* **PROBLEM TO SOLVE**
Take the entries below and print only the lines from the one with "In the photo above, where can the sunset" through the one with "In the photo above, where can the small", exactly as they stand, both ends included.

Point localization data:
* * * *
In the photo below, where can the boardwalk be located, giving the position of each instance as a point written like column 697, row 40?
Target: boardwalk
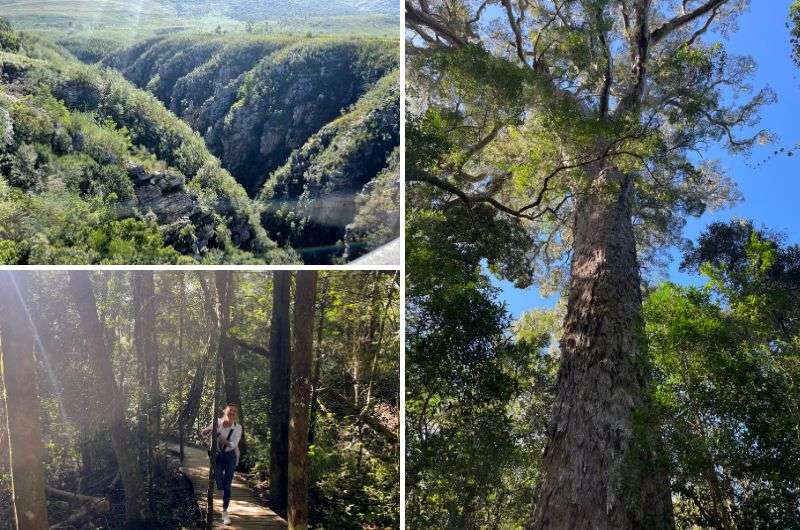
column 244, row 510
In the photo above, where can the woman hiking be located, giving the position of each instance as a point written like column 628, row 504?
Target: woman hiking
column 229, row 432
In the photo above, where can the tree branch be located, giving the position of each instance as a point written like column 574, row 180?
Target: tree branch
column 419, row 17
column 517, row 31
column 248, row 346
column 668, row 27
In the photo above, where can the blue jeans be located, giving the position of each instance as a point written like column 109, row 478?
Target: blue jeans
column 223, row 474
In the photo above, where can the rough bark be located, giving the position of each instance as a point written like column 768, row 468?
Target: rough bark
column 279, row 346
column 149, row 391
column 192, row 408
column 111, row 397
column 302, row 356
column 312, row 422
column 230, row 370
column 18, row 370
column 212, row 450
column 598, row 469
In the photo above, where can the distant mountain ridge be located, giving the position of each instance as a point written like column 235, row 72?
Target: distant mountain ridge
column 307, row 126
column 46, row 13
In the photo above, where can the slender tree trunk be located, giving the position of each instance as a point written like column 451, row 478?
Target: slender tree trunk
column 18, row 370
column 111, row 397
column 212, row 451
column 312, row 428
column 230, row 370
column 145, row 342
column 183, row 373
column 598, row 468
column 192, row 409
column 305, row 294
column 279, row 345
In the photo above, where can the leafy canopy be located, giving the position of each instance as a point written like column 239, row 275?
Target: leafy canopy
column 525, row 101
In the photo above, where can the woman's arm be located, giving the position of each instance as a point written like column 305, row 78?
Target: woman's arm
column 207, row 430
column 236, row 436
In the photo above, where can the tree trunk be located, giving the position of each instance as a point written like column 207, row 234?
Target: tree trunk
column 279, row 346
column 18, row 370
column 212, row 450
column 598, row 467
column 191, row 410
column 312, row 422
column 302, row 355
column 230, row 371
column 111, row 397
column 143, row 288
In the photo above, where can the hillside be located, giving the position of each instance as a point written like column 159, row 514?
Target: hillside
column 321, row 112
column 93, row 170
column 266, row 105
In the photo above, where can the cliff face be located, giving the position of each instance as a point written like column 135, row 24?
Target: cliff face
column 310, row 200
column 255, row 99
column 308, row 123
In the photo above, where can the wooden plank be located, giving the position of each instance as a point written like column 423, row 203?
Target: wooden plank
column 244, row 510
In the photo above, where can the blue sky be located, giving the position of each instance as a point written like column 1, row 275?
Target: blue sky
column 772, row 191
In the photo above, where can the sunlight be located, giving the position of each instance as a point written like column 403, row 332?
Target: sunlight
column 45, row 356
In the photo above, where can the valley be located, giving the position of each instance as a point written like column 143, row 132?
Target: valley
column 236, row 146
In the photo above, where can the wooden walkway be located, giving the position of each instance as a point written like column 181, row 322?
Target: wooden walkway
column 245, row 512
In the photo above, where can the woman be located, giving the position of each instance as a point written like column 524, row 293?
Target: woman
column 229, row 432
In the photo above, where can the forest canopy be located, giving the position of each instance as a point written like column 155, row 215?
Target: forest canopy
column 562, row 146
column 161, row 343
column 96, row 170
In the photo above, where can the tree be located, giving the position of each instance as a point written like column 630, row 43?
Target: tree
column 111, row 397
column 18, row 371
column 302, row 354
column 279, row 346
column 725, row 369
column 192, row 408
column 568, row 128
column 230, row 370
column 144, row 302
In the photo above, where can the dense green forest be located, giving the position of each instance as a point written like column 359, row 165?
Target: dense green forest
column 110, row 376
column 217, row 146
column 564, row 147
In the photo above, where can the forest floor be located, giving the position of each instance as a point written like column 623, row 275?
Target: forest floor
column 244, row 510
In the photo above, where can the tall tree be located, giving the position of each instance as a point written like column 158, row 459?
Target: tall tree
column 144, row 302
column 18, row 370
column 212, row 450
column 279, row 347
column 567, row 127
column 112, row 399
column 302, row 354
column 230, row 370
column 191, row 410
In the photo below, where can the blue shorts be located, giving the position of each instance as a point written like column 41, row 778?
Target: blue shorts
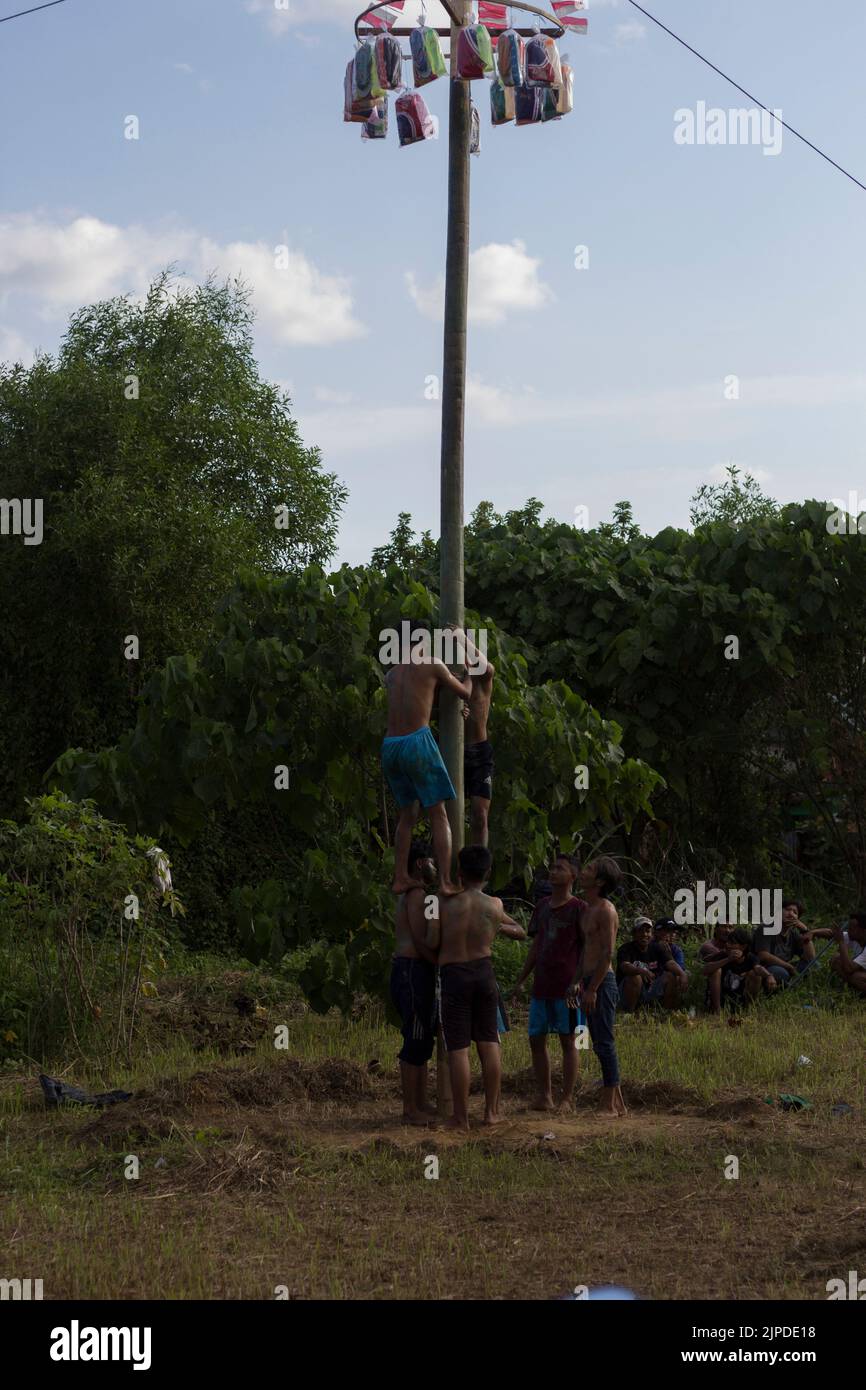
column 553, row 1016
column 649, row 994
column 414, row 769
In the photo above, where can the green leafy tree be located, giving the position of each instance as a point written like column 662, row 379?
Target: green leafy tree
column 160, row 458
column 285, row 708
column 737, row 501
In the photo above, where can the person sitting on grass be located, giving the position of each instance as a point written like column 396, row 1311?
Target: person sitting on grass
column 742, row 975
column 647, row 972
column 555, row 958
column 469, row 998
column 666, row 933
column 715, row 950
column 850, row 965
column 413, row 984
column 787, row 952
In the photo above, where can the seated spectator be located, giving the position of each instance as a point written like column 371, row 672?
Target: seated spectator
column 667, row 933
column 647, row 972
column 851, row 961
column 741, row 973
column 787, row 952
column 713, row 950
* * * *
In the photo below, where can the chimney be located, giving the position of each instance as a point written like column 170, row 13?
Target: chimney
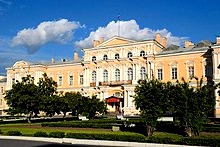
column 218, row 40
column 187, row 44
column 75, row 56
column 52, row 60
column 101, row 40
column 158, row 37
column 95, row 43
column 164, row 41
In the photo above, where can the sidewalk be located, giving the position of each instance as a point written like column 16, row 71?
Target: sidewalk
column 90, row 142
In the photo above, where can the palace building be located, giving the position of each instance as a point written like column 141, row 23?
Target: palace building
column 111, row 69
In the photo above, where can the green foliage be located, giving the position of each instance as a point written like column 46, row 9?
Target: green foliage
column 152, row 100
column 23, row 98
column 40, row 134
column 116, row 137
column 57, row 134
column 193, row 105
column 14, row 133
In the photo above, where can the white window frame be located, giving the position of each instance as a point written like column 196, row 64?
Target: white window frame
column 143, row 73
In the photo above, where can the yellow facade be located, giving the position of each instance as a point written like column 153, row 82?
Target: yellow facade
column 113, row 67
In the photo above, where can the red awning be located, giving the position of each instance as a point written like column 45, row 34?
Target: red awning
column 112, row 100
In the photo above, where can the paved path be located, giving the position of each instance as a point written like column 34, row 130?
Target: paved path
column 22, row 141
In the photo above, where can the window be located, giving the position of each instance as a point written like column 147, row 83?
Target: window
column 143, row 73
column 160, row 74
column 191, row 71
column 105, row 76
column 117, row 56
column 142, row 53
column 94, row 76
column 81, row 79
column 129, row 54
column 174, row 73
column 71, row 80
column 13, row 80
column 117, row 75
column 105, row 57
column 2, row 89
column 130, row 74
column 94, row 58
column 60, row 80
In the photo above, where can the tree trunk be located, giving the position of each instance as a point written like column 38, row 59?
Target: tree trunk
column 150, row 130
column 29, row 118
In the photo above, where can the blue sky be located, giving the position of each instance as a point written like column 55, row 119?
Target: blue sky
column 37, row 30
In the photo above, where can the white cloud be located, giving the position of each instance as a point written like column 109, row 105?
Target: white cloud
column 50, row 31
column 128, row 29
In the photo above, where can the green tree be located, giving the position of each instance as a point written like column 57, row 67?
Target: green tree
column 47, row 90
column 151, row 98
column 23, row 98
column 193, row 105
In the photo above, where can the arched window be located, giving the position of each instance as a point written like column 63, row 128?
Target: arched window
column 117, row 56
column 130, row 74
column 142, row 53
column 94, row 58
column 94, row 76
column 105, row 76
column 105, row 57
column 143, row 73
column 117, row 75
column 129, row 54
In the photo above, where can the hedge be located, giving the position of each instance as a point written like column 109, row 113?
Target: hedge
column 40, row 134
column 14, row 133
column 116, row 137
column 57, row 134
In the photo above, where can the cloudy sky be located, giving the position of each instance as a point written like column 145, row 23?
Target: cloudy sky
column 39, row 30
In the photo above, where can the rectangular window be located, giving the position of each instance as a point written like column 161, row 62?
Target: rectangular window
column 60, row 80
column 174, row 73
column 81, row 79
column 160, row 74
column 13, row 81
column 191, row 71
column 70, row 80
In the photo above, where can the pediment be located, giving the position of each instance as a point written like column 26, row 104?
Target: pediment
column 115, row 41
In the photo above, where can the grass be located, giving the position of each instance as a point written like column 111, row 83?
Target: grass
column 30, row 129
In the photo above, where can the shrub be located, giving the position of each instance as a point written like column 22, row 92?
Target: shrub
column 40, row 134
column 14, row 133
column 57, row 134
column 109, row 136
* * * *
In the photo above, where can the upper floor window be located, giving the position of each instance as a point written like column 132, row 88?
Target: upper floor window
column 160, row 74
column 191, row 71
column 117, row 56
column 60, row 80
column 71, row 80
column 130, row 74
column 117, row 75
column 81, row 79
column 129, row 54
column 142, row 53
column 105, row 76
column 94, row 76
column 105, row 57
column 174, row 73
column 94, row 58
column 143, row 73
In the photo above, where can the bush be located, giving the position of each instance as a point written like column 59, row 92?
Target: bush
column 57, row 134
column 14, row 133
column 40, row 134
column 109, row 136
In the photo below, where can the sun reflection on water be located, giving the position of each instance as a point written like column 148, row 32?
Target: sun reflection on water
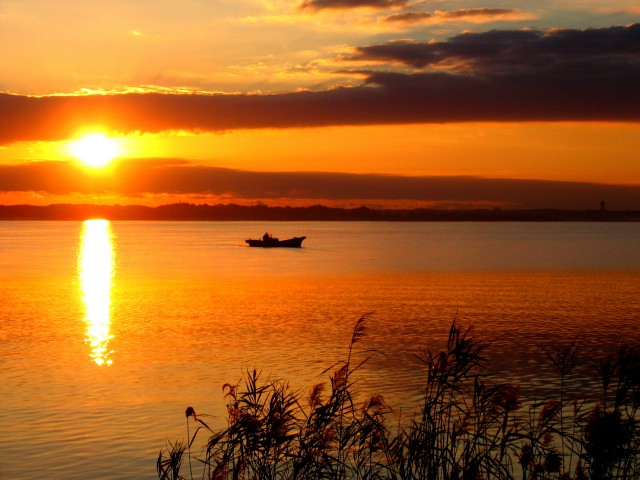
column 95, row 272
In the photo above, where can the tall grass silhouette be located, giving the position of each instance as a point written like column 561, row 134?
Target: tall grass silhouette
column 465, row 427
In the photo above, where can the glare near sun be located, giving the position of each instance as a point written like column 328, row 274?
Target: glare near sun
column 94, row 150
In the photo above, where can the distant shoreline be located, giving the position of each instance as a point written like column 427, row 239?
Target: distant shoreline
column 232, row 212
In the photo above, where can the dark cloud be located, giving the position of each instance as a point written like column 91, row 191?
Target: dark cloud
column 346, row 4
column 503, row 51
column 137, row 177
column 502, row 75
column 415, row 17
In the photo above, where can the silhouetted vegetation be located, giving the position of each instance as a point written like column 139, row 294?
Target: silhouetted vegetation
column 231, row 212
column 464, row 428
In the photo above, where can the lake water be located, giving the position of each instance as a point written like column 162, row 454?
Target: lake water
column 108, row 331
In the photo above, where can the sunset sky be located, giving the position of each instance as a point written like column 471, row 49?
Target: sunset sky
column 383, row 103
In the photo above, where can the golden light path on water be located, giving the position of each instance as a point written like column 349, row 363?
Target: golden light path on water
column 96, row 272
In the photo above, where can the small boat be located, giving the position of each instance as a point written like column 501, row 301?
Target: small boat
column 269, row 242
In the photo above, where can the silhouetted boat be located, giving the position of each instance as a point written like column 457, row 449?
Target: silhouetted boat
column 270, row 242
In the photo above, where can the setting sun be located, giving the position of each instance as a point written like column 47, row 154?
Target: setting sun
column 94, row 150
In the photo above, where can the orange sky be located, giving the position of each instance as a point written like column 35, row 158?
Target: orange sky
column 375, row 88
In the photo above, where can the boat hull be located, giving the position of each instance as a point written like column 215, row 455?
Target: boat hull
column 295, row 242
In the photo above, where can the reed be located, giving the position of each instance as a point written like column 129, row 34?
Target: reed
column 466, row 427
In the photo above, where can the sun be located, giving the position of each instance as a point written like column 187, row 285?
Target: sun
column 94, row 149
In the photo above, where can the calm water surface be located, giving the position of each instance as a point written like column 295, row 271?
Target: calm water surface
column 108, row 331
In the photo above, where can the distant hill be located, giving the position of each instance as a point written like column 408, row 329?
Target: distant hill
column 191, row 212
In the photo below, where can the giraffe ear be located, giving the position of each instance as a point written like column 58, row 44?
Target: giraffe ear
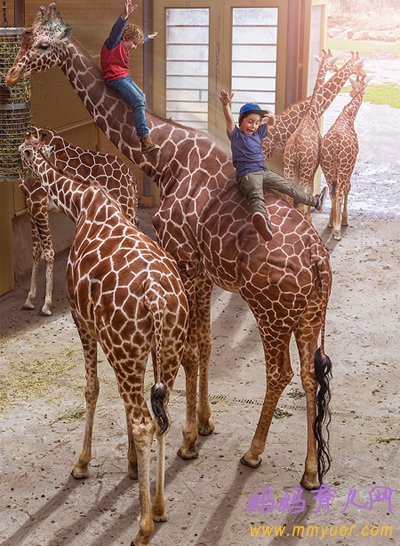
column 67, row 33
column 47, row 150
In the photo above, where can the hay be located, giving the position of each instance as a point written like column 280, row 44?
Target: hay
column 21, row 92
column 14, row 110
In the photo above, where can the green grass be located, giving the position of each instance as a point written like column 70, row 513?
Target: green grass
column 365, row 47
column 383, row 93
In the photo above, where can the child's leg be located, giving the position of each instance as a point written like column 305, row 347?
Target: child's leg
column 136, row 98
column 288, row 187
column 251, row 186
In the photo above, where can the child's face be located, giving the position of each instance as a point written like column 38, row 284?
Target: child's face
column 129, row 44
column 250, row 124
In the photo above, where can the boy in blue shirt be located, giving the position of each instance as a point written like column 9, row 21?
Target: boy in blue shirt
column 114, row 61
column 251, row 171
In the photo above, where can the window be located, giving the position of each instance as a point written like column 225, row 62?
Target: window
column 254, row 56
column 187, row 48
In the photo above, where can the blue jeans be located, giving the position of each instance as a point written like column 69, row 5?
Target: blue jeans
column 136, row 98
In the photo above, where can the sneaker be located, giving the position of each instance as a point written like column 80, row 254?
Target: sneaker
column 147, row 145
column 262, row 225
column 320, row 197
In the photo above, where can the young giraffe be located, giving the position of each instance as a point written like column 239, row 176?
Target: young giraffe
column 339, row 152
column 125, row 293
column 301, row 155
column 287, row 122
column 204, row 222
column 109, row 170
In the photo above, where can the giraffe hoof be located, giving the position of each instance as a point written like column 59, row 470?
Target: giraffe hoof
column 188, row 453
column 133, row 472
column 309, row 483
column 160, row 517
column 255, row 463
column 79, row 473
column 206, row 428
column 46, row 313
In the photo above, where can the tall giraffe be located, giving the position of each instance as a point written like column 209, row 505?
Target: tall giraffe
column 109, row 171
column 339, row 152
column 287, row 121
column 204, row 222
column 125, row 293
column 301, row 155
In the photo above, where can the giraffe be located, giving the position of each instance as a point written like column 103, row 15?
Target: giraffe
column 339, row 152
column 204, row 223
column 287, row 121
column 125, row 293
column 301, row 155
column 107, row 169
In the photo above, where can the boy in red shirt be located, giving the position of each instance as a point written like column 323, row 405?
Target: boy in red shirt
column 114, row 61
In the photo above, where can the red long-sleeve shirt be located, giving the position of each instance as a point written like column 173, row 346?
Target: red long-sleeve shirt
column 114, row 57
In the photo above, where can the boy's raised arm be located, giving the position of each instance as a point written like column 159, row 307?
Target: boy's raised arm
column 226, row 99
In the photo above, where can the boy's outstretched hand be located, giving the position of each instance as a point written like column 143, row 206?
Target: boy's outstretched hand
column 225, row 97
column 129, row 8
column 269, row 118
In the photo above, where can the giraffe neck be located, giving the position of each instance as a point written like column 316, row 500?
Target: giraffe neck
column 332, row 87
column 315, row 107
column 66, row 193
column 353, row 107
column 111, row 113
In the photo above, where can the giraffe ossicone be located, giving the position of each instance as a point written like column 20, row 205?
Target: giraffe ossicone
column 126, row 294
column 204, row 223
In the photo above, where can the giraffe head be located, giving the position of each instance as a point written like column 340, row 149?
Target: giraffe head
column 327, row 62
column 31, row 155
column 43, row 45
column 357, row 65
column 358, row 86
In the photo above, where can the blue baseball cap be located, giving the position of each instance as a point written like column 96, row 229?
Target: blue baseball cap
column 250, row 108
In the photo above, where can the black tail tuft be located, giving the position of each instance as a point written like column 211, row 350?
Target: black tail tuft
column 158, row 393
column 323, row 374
* * * *
* **ANSWER FOR THIS EXERCISE**
In the photo above, where can the sunset sky be located, giving the position of each instance as a point written like column 471, row 49?
Target: sunset sky
column 383, row 103
In the photo above, where can the golden light path on water be located, giving the position of each instance as a point written like column 349, row 363?
Target: golden light path on water
column 96, row 272
In the photo above, where can the small boat be located, giving the position of each instance as a point written like column 501, row 301?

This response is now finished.